DATA TO USE START
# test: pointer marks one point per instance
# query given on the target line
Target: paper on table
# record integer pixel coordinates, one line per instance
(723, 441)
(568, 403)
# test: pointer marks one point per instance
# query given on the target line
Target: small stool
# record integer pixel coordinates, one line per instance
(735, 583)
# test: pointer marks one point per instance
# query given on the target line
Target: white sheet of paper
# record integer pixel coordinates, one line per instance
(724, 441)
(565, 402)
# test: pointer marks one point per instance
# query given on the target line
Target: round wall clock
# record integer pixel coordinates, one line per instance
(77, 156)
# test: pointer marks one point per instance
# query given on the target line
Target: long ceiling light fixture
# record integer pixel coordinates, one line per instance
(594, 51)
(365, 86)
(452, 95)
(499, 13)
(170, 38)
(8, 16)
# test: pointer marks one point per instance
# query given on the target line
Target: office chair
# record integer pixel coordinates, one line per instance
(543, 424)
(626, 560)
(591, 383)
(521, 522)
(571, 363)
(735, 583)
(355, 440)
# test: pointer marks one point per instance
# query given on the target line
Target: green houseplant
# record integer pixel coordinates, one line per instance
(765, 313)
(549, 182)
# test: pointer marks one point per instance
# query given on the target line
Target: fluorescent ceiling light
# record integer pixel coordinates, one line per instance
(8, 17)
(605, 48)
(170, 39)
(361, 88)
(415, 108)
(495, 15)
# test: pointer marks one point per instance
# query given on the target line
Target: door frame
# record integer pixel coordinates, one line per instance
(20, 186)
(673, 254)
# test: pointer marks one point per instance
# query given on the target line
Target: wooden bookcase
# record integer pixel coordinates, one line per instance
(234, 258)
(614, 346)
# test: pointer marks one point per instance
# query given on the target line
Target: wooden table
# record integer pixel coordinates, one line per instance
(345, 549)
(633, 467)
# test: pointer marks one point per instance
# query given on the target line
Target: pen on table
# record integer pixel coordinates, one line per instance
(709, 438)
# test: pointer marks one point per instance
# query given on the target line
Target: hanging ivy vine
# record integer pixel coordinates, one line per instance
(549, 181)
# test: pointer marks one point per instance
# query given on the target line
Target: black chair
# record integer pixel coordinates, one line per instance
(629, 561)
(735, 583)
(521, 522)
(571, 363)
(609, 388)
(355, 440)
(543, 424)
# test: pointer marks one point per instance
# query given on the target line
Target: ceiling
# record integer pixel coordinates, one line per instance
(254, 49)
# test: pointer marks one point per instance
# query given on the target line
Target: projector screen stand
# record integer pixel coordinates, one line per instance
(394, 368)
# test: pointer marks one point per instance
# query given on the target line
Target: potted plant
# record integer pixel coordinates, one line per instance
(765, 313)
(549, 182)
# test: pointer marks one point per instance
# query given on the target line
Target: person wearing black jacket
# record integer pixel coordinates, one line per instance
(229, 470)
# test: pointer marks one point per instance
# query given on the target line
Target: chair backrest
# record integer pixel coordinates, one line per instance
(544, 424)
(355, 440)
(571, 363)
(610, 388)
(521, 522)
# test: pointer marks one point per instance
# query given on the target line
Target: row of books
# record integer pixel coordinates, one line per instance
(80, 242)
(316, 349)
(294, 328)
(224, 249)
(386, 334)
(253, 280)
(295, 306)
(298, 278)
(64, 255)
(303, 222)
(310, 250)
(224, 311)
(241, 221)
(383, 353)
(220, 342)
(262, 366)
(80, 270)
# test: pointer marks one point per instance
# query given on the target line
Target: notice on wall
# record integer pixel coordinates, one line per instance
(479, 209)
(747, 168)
DATA TO USE END
DESCRIPTION OF THE TASK: If a line in the data above holds the string "wall", copy it.

OUTPUT FOR THIS TASK:
Target: round wall clock
Target: notice on wall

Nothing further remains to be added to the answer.